* **Data in this exercise**:
-- Opening Marker --

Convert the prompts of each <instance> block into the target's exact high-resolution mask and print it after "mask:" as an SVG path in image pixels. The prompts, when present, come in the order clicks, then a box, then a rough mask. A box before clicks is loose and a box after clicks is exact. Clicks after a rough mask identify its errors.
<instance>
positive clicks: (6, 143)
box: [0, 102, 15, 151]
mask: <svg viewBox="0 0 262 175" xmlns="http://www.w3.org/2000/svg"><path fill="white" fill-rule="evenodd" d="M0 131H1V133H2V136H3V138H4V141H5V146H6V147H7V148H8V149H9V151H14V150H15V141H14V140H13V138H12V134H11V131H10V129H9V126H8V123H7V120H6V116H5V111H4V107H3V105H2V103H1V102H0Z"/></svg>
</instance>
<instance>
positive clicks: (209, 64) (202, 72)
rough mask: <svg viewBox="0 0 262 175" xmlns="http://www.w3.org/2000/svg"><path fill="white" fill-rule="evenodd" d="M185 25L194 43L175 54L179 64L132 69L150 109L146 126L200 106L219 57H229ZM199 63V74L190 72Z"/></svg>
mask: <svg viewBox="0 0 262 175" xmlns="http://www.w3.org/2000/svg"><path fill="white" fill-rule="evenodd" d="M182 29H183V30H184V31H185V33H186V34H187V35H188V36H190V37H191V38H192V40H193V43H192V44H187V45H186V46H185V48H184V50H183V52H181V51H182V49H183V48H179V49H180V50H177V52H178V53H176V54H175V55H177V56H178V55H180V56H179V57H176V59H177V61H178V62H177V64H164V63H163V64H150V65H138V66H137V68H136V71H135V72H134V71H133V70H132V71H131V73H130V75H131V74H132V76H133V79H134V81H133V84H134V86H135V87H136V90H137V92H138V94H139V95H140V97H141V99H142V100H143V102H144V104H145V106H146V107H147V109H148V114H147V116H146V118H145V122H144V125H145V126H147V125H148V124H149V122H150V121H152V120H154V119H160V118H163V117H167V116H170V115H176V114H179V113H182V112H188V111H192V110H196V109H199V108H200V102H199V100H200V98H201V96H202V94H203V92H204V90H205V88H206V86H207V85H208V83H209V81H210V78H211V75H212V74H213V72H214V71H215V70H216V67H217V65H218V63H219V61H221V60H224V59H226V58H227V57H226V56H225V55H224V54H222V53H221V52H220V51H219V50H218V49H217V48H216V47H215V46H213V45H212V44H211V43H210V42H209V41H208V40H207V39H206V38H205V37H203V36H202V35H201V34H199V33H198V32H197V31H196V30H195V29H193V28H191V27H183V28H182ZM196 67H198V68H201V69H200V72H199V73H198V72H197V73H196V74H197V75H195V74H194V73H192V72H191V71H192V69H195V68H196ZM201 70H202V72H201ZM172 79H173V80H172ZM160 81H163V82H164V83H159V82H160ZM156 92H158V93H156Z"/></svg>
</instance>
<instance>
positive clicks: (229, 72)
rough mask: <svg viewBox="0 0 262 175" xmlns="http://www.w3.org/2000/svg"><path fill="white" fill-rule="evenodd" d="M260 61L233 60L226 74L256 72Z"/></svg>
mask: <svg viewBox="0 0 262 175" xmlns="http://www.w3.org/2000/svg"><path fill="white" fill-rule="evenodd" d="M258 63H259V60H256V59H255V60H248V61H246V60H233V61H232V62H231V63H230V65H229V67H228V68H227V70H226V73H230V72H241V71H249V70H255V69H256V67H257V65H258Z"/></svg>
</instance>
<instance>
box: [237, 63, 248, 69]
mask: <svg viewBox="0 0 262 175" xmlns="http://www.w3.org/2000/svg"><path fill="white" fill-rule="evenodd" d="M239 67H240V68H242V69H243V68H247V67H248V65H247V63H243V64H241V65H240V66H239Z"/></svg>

-- Closing Marker --

* **How to complete this task**: Give all of the entries again, exactly.

* **Task answer**:
Convert the prompts of each <instance> block into the target's exact high-resolution mask and print it after "mask:" as an SVG path in image pixels. The prompts, when present, come in the order clicks, then a box, then a rough mask. A box before clicks is loose and a box after clicks is exact. Clicks after a rough mask identify its errors.
<instance>
positive clicks: (6, 143)
box: [0, 102, 15, 151]
mask: <svg viewBox="0 0 262 175" xmlns="http://www.w3.org/2000/svg"><path fill="white" fill-rule="evenodd" d="M0 131H1V133H2V136H3V138H4V141H5V146H6V147H7V148H8V149H9V151H14V150H15V141H14V140H13V138H12V134H11V131H10V129H9V126H8V123H7V120H6V116H5V111H4V107H3V105H2V103H1V102H0Z"/></svg>
</instance>
<instance>
positive clicks: (209, 64) (202, 72)
rough mask: <svg viewBox="0 0 262 175" xmlns="http://www.w3.org/2000/svg"><path fill="white" fill-rule="evenodd" d="M185 25L194 43L175 54L179 64L132 69L150 109L146 126L200 106L219 57H229ZM199 63V74L190 72Z"/></svg>
mask: <svg viewBox="0 0 262 175" xmlns="http://www.w3.org/2000/svg"><path fill="white" fill-rule="evenodd" d="M182 29H183V30H184V31H185V33H186V34H187V35H188V36H190V37H191V38H192V40H193V43H192V44H187V45H186V46H185V48H184V50H183V52H181V51H182V49H183V48H179V49H180V50H177V52H178V53H176V54H175V55H177V56H178V55H180V56H179V57H176V59H177V61H178V62H177V64H164V63H163V64H150V65H138V66H137V68H136V71H135V72H134V71H133V70H132V71H131V73H130V75H131V74H132V76H133V79H134V81H133V84H134V86H135V87H136V90H137V92H138V94H139V95H140V97H141V99H142V100H143V102H144V104H145V106H146V107H147V109H148V114H147V116H146V118H145V122H144V125H145V126H147V125H148V124H149V122H150V121H152V120H154V119H160V118H163V117H167V116H170V115H176V114H179V113H182V112H188V111H192V110H196V109H199V108H200V102H199V100H200V98H201V96H202V94H203V92H204V90H205V88H206V86H207V85H208V83H209V81H210V78H211V75H212V74H213V72H214V71H215V70H216V67H217V65H218V63H219V61H221V60H224V59H226V58H227V57H226V56H225V55H224V54H222V53H221V52H220V51H219V50H218V49H217V48H216V47H215V46H213V45H212V44H211V43H210V42H209V41H208V40H207V39H206V38H205V37H203V36H202V35H201V34H199V33H198V32H197V31H196V30H195V29H193V28H191V27H183V28H182ZM196 67H198V68H201V69H200V72H199V73H198V72H197V73H196V74H197V75H195V74H194V73H192V72H191V71H192V69H195V68H196ZM201 70H202V72H201ZM172 79H173V80H172ZM160 81H163V82H164V83H159V82H160ZM156 92H158V93H156Z"/></svg>
</instance>
<instance>
positive clicks: (229, 72)
rough mask: <svg viewBox="0 0 262 175" xmlns="http://www.w3.org/2000/svg"><path fill="white" fill-rule="evenodd" d="M260 61L233 60L226 74L256 72Z"/></svg>
mask: <svg viewBox="0 0 262 175" xmlns="http://www.w3.org/2000/svg"><path fill="white" fill-rule="evenodd" d="M258 63H259V60H256V59H255V60H248V61H246V60H233V61H232V62H231V63H230V65H229V67H228V68H227V70H226V73H230V72H241V71H249V70H255V69H256V67H257V65H258Z"/></svg>
</instance>
<instance>
box: [237, 63, 248, 69]
mask: <svg viewBox="0 0 262 175" xmlns="http://www.w3.org/2000/svg"><path fill="white" fill-rule="evenodd" d="M239 67H240V68H242V69H243V68H247V67H248V65H247V63H243V64H241V65H240V66H239Z"/></svg>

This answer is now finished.